— BEGIN —
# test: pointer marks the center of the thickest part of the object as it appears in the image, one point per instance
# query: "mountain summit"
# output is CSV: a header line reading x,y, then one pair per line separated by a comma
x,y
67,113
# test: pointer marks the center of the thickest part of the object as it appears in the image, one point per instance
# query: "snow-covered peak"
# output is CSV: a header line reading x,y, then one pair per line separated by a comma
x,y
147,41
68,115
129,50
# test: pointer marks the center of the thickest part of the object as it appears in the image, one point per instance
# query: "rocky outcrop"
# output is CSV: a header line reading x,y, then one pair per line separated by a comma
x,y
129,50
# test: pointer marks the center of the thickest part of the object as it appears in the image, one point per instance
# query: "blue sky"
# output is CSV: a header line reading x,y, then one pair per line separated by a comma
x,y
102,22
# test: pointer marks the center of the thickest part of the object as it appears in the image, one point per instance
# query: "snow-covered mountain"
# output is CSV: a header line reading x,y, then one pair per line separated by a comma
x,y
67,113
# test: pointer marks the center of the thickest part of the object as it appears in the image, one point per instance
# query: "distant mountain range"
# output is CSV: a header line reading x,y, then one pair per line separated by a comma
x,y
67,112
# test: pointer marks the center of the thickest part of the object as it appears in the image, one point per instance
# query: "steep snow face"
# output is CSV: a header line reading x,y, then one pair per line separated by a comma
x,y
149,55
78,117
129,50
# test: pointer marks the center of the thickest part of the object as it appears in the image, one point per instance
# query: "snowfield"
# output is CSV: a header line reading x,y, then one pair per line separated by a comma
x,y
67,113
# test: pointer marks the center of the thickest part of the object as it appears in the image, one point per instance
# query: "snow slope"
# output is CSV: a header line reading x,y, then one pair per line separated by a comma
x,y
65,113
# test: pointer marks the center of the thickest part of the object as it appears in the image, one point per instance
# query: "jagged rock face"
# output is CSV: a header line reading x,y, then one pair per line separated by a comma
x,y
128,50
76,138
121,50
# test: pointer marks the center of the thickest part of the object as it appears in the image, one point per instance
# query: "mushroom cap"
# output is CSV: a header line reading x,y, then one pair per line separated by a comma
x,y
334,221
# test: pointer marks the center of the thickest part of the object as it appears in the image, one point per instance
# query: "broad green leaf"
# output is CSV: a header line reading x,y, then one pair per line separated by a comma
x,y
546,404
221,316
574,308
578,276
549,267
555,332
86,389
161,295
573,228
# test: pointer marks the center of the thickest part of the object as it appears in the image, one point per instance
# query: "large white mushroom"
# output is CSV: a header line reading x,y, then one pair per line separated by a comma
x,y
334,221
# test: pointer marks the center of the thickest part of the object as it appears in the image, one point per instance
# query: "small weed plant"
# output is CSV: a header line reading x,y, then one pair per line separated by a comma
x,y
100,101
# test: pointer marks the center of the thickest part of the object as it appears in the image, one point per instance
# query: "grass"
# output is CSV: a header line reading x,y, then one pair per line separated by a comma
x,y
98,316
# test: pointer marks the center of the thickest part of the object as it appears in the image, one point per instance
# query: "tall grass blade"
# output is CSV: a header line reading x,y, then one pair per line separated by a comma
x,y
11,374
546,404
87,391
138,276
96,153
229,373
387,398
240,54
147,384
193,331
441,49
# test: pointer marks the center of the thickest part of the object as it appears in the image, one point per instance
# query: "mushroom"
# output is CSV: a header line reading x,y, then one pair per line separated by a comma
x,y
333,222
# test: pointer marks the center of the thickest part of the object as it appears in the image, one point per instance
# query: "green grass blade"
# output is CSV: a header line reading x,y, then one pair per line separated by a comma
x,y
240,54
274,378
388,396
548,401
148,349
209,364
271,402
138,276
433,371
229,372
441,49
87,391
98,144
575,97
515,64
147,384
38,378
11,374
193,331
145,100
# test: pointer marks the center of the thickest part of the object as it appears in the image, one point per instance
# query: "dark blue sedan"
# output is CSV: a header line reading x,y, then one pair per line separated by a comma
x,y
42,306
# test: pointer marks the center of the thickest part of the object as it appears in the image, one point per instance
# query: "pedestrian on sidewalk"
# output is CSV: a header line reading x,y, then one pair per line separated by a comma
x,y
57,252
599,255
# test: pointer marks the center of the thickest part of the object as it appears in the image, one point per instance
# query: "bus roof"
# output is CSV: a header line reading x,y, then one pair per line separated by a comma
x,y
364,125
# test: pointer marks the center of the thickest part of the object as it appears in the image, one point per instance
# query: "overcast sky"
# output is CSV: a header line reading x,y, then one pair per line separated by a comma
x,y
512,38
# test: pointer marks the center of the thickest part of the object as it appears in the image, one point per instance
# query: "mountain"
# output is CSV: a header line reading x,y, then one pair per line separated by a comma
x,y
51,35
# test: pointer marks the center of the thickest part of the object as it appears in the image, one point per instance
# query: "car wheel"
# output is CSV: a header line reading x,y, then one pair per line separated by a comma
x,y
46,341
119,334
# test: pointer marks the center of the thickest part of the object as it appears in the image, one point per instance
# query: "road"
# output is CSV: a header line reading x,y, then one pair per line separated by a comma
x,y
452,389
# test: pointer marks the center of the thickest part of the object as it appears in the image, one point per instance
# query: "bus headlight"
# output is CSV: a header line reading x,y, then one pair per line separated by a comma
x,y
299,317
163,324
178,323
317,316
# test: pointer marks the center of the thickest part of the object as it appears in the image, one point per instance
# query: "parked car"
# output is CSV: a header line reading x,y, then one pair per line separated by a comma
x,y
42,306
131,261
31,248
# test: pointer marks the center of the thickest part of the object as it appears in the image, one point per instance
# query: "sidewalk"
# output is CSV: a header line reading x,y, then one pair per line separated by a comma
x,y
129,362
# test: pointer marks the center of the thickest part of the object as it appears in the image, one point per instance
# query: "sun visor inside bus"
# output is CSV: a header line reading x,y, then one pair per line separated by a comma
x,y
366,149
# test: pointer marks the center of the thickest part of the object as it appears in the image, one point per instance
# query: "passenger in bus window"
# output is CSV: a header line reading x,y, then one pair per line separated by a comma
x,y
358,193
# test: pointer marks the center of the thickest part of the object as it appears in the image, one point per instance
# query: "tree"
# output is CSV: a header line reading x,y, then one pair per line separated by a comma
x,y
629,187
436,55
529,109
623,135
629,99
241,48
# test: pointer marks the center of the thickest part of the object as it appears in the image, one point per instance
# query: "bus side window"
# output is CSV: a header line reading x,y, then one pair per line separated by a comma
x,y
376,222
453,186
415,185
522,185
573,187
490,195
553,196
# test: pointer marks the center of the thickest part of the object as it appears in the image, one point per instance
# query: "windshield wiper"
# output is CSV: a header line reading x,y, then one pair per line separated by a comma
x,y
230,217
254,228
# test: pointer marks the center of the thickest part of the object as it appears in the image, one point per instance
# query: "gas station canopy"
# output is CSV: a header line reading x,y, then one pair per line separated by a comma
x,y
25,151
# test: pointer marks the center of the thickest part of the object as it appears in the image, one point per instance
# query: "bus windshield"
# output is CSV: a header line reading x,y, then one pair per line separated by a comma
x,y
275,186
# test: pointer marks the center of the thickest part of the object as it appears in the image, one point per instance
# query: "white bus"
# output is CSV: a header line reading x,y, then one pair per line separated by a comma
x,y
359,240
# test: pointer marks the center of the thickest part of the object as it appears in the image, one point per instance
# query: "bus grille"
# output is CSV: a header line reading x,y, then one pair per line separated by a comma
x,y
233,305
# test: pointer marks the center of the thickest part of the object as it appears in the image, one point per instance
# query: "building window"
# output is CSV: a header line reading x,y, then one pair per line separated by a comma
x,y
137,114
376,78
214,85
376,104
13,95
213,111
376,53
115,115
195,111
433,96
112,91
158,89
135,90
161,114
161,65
— END —
— BEGIN —
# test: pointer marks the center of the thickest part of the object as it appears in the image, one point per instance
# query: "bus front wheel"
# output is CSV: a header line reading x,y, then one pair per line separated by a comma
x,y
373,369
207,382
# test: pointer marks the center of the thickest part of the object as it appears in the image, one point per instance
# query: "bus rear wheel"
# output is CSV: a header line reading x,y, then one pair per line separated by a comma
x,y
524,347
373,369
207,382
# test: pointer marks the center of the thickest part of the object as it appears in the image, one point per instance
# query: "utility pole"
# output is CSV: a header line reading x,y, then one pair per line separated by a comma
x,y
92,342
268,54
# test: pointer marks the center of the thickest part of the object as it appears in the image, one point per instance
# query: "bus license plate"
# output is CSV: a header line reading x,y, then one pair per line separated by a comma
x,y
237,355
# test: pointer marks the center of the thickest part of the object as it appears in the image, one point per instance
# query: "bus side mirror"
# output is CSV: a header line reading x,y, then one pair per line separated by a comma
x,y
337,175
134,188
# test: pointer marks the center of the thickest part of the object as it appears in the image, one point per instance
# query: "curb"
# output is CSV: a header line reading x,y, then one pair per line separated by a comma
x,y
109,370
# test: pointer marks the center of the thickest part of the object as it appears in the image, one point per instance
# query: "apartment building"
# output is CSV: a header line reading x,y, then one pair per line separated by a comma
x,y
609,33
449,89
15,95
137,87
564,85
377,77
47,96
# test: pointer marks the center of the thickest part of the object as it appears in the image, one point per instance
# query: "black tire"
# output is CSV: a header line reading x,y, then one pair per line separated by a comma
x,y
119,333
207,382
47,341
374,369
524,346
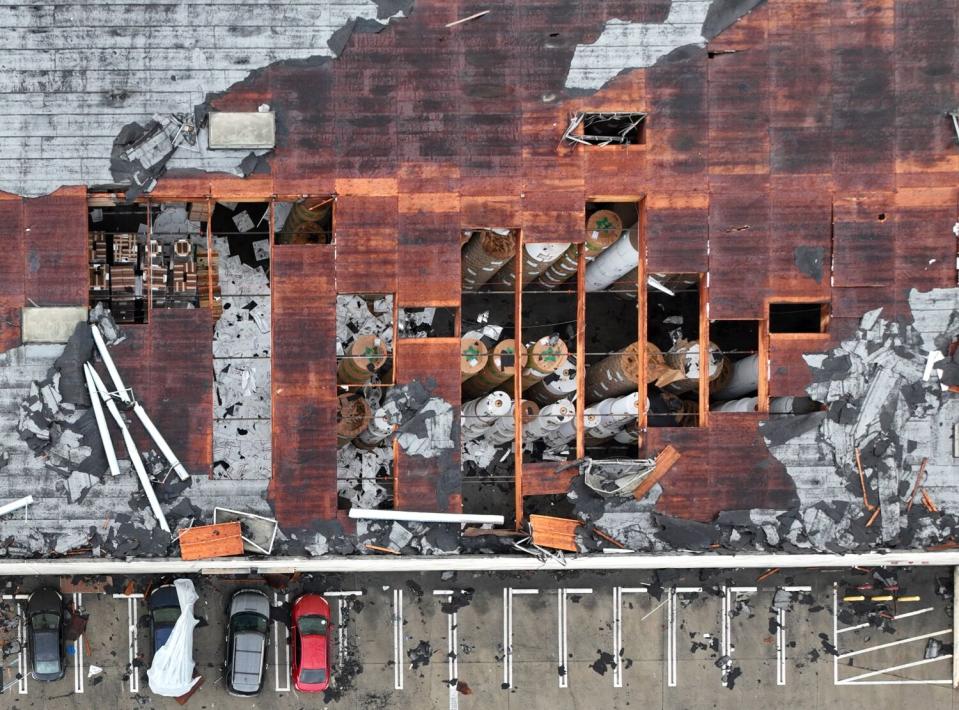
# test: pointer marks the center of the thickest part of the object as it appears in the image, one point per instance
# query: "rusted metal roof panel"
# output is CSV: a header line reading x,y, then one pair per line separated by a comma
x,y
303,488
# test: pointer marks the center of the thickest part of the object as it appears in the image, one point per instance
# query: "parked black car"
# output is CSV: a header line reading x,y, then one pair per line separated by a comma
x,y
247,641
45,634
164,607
— END —
The request
Show, in full, each line of the rows above that contains the string "sidewalk". Letter case must match.

The answer
# query: "pedestrian on sidewalk"
# query: "sidewalk"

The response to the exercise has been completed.